— EXCERPT PROVIDED —

--- START ---

Compared to 18 months ago, we now know how to control COVID outbreaks by restricting movement and tracing contacts and have seen that governments and central banks are willing to move fiscal and monetary mountains to help economies bounce back. Not to mention, we have a growing arsenal of effective vaccines to accelerate our journey toward collective immunity.
For many people it may seem like a question of when, rather than if we will all get back to something pretty close to ‘life as normal’. If you also believe that markets are forward looking, then surely the ‘reopening trade’ must be well and truly over?
How are sectors performing?
Some sectors associated with reopening have indeed done fairly well. Take Ports and Cargo Rail, for example. Up 30% since March 2020, they have very nearly kept up with the wider market which includes outright pandemic winners like Tech. Both of these deal more in moving physical goods and should continue to benefit from stimulus measures that put money into the hands of consumers.

--- END ---

— RECORDS SHOWN —
--- START ---

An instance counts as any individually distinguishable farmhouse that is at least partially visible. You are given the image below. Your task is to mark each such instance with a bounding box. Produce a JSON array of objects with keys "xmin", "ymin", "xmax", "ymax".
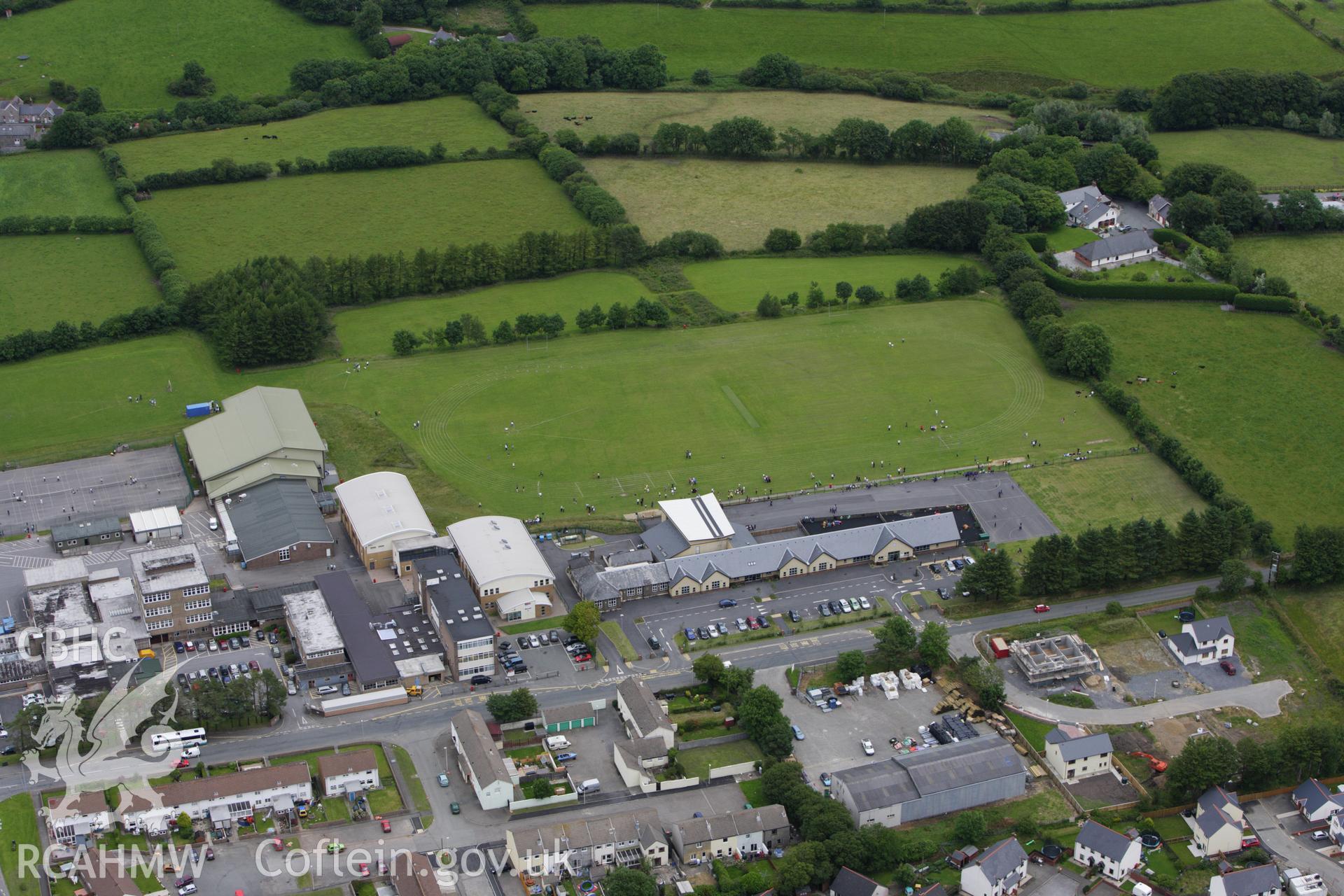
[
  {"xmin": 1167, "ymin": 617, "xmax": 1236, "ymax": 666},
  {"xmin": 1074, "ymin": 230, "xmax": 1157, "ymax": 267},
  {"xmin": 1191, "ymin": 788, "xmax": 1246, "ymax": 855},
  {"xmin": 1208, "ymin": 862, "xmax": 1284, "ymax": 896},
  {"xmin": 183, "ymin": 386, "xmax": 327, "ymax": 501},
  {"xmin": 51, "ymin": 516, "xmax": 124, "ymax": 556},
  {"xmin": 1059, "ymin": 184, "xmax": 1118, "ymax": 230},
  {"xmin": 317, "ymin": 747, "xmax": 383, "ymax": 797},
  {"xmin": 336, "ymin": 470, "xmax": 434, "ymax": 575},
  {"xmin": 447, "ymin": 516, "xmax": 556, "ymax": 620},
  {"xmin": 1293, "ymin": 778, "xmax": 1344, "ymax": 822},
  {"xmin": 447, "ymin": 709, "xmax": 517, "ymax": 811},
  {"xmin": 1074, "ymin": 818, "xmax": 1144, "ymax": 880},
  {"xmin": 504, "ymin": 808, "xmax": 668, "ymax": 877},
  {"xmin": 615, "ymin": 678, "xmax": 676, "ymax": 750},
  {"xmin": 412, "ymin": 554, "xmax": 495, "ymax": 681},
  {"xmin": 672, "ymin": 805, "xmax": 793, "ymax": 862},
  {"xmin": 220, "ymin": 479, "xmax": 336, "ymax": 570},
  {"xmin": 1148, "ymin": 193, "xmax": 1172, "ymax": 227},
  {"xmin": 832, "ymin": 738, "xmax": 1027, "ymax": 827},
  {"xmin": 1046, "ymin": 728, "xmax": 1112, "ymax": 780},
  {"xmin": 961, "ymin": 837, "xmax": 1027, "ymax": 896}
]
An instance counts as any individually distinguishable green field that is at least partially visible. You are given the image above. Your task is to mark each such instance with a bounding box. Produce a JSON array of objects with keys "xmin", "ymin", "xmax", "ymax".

--- END ---

— TASK INSTRUCTIONS —
**A)** List every market sector named in the market commentary on the reopening trade.
**B)** Answer these questions from the market commentary on the reopening trade:
(i) By what percentage have Ports and Cargo Rail risen since March 2020?
(ii) Which two measures for controlling COVID outbreaks does the commentary mention?
(iii) Which bodies does it describe as willing to move fiscal and monetary mountains?
**C)** Pick up the market commentary on the reopening trade after its final sentence and keep writing it.
The data have no connection to the market commentary on the reopening trade.

— ANSWER LIST —
**A)** Ports, Cargo Rail, Tech

**B)**
(i) 30%
(ii) Restricting movement and tracing contacts
(iii) Governments and central banks

**C)**
Share prices of sectors driven by flows of people, such as Airports and Toll Roads, are still below pre – crisis levels. In many cases elevated valuation multiples factor in some of the recovery yet to come, but there is a long way to go to get ‘back to normal’ (not to mention any release of pent-up demand). The International Air Transport Association (IATA), for example, forecasts airline passenger numbers won’t return to 2019 levels until 2024.
Finally, fossil fuel pipelines have seen earnings’ estimates lift with the rising oil price but are, even after a six month share price rally, still one of the worst performing reopening plays. This may well reflect a concern that the world they are helping reopen may, for them, be very different to the one pre-pandemic. Oil and gas may still be needed to fuel the recovery, but the green energy transition is now centre stage and activism is increasing on the ground and in the boardroom.
Sectors that move goods have benefitted from economic strength and have outperformed …
… while people-moving sectors experience a much slower recovery
Rather than simply playing out, the ‘Reopening trade’ has become more nuanced as the pandemic has progressed. Milford believe that sectoral and indeed stock specific considerations have become increasingly important for strong returns.